— BEGIN —

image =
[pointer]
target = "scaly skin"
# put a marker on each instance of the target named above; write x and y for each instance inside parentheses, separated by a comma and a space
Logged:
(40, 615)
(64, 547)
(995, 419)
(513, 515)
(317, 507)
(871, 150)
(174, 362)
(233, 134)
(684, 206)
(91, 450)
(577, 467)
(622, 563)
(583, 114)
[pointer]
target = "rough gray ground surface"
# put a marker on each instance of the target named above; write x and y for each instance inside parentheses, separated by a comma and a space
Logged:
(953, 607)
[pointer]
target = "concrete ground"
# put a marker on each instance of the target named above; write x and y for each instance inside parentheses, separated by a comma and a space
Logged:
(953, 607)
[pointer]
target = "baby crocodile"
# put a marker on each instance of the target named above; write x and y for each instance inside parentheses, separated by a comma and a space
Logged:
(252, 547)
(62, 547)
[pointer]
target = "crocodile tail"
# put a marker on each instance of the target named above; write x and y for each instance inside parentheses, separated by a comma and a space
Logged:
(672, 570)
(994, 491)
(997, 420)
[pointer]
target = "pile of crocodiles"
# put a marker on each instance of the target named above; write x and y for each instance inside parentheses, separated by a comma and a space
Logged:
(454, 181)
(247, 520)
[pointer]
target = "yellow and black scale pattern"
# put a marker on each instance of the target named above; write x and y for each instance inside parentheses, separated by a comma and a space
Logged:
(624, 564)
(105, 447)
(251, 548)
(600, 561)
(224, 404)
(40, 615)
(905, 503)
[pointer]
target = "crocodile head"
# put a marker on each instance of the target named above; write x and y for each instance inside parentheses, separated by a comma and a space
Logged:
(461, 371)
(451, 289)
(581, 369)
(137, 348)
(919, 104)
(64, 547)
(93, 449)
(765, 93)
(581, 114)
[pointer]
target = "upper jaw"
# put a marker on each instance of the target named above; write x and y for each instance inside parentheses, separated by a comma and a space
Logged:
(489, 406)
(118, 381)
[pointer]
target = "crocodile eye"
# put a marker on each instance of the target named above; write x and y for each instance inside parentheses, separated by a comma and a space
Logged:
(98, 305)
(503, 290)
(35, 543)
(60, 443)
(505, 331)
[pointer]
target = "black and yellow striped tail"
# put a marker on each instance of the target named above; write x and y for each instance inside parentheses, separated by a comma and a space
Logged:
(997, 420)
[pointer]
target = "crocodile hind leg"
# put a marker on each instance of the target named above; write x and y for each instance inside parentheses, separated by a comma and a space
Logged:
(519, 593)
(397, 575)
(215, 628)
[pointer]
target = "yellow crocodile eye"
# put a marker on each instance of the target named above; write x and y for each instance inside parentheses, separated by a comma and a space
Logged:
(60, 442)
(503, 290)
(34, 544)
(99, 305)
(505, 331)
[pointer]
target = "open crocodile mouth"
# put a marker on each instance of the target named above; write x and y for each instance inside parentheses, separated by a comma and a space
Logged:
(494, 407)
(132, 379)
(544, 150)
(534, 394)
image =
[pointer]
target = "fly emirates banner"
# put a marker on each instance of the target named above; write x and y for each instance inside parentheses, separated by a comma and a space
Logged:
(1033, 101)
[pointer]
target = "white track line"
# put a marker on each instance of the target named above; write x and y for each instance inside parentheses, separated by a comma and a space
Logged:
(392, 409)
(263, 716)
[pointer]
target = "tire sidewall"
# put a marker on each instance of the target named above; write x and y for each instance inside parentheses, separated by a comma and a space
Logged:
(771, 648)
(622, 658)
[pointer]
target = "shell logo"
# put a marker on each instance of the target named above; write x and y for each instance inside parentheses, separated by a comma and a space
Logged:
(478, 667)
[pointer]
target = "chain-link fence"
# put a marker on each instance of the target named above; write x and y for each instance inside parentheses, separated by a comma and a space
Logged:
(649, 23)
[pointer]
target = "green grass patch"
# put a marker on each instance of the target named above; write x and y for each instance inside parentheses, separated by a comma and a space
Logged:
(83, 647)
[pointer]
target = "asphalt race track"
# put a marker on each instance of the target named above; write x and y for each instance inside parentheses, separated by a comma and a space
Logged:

— END —

Return every line from the items above in which the word "ground" appears, copying each line whole.

§ Exercise result:
target = "rough gray ground surface"
target = "concrete ground"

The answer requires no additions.